- _ASSIGNMENT_
The answer must consist of every line in the data that contains "pants".

- _TASK MATERIAL_
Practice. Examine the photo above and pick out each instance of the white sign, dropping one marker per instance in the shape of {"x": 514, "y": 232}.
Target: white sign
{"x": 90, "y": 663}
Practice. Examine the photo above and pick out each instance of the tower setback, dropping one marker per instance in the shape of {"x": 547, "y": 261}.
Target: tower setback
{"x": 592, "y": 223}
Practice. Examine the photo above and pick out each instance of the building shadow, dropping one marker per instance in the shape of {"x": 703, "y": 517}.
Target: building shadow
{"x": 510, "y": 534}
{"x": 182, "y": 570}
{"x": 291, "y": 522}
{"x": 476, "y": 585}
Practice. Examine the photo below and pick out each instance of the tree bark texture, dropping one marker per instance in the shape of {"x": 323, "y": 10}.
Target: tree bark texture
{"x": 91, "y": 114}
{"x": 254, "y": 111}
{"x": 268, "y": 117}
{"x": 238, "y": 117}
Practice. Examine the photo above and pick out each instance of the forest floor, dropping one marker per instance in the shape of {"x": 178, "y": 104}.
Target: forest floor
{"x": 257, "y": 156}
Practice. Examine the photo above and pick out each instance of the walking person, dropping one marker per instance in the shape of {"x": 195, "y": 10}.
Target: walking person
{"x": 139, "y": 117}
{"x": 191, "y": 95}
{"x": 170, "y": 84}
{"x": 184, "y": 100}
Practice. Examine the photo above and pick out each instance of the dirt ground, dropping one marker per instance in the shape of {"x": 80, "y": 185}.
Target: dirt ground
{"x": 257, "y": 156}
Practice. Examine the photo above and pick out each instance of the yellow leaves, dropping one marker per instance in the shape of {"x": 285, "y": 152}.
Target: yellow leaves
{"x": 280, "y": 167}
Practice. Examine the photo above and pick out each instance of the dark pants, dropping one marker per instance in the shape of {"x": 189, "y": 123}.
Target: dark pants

- _EXERCISE RESULT_
Practice. Examine the photo above and pick out each instance of the dark pants, dropping one marker per instance in the shape of {"x": 189, "y": 123}.
Target: dark pants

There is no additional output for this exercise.